**Assigned task A**
In the thread on patriarchal societies, rewrite the passage starting at "Semi-related, I was" and ending at "the scientific method.", replacing "cottage industries" with "household trades".
**Assigned task B**
In the thread on patriarchal societies, what game did one commenter find that has cottage industries as a core mechanic?

Given 100% of present societies and all examples from recorded history can you blame them for this baseline? That's literally what a baseline is supposed to be!

> all examples from recorded history

This is literally the thing we're talking about. Remember the Minoans?

I think GP meant "all examples where we have records telling us how their society worked and we're not guessing from pictures".
> Given 100% of present societies

100% of present societies are not patriarchies. Not even close to 100%.

You mean states, or some tribes here and there?

Like, you're adding say USA (350M), China (1.4B), France (80M), etc with say, some Amazonian tribe of 5K people (which you don't count as part of the 99.999% patriarchical Brazil)?

I guess in that way it's enough that 200 tribal villages (more than the UN nations iirc) to be matriarchical for the world to be "predominantly matriarchical" or at least 50%-50%.

Agree op is wrong as worded. Sort of depends how you count though. If you count like an anthropologist, tons of non patriarchal examples.

But they don't seem to have scaled in the same way for one reason or another.

If you count by membership the number of people who live in patriarchal societies vs not, I think you would come up with an answer very very close to 100% patriarchal.

There's a little bit of an interesting facet of this, which is that it depends on how you're defining patriarchal societies - if you're looking at what is explicitly encoded into the legal systems, it's hard to argue that, as of today, the US or really most of modern world qualifies, and similarly if you're looking at who holds power, while the gender skew is still towards males, a disinterested observer from the future would not observe a society in which power is either exclusively or as a rule held by men. I'm not sure the legal structures around gender in China or India (if we're talking about percentages of the global population), though, although at least for India one could argue Indira Gandhi might have been the most powerful person in India since the empire.

Culturally is a different question, obviously.

Semi-related, I was doing some reading about different cottage industries from antiquity and the feudal era and was wondering if a feudal-era simulator existed that included cottage industries as part of its core mechanics. I ended up finding that Manor Lords game later on which features this exact mechanic!

It's pretty amazing how much labor was done by women that was crucial to society. Beer, medicine, weaving, braiding, bowstringing, raising livestock, etc.

Last thing, there is a anecdote by Richard Feynman I think where he is in a room with his friend's wife who is crocheting. He explains to her that topologically, the knot she is making can be made six other ways. She goes "yes, the such-and-such and such-and-such knot. Do you crochet?". It's interesting how much knowledge humans were about to collect about the world before the scientific method.

**Recorded data**
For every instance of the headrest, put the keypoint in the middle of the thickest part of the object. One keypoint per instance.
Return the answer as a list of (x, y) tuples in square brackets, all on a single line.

**Output A**
Semi-related, I was doing some reading about different household trades from antiquity and the feudal era and was wondering if a feudal-era simulator existed that included household trades as part of its core mechanics. I ended up finding that Manor Lords game later on which features this exact mechanic!

It's pretty amazing how much labor was done by women that was crucial to society. Beer, medicine, weaving, braiding, bowstringing, raising livestock, etc.

Last thing, there is a anecdote by Richard Feynman I think where he is in a room with his friend's wife who is crocheting. He explains to her that topologically, the knot she is making can be made six other ways. She goes "yes, the such-and-such and such-and-such knot. Do you crochet?". It's interesting how much knowledge humans were about to collect about the world before the scientific method.

**Output B**
Manor Lords